• [Items]:
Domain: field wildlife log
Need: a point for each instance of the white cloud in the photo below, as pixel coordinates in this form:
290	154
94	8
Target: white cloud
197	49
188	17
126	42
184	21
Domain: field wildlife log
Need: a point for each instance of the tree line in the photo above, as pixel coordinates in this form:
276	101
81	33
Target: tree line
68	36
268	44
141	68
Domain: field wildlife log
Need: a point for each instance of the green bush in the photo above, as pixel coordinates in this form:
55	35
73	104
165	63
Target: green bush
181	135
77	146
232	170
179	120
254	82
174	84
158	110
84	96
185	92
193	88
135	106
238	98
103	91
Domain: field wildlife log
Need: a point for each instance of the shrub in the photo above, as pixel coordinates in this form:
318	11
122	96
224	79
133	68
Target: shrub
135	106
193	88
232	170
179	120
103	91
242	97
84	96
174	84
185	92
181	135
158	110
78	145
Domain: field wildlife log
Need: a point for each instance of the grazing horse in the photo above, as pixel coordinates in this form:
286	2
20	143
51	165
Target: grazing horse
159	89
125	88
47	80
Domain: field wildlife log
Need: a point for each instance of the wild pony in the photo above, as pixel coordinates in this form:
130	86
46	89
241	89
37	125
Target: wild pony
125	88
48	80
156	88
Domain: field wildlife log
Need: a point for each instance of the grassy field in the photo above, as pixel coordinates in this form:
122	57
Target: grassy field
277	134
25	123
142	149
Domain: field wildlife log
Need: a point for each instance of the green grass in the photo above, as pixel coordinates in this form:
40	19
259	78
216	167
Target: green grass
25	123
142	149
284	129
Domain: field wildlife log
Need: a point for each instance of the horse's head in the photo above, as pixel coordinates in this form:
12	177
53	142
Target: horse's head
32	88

• [Required task]: Copy the entries above exactly, leaving none out.

• [Solution to this exercise]:
Domain: field wildlife log
Need: a point for each instance of the white cloud in the photo below, as pixel coordinates in this form:
290	154
94	8
Target: white cloud
197	49
188	17
126	42
184	21
Domain: field wildlife log
Need: a point for each instance of the tree line in the photo above, as pixel coordinates in this form:
276	101
81	33
Target: tree line
68	36
268	44
141	68
Domain: field wildlife log
Need: a point for each instance of the green bush in the photo above, as pixel coordinates in this form:
55	35
73	104
165	63
Target: green bush
181	135
77	146
232	170
179	120
254	82
174	84
158	110
84	96
185	92
193	88
135	106
238	98
103	91
Domain: field wildlife log
Need: a point for each instance of the shrub in the photo above, as pixel coordinates in this form:
318	11
122	96
224	79
133	68
Target: shrub
135	106
193	88
232	170
179	120
103	91
242	97
84	96
174	84
185	92
181	135
158	110
78	145
Domain: field wildlife log
Need: a point for each instance of the grazing horse in the photo above, as pixel coordinates in this form:
286	2
20	143
51	165
Target: grazing horse
159	89
125	88
47	80
Domain: field wildlife log
Need: a point for each instance of the wild pony in the photo above, as pixel coordinates in this form:
130	86
46	89
241	89
37	125
Target: wild pony
125	88
48	80
156	88
Domain: field wildlife log
Need: a point for each instance of the grassy field in the photo above, as pixel coordinates in this form:
122	57
Target: grassy field
277	134
25	123
142	149
Domain: field wildlife log
Need: a point for each instance of the green grass in the photo above, as pixel coordinates in this form:
40	19
259	78
216	167
Target: green grass
25	123
142	149
284	129
Domain: field wildlife log
Need: a point for each instance of the horse's head in the photo above, as pixel coordinates in this form:
12	177
53	142
Target: horse's head
32	88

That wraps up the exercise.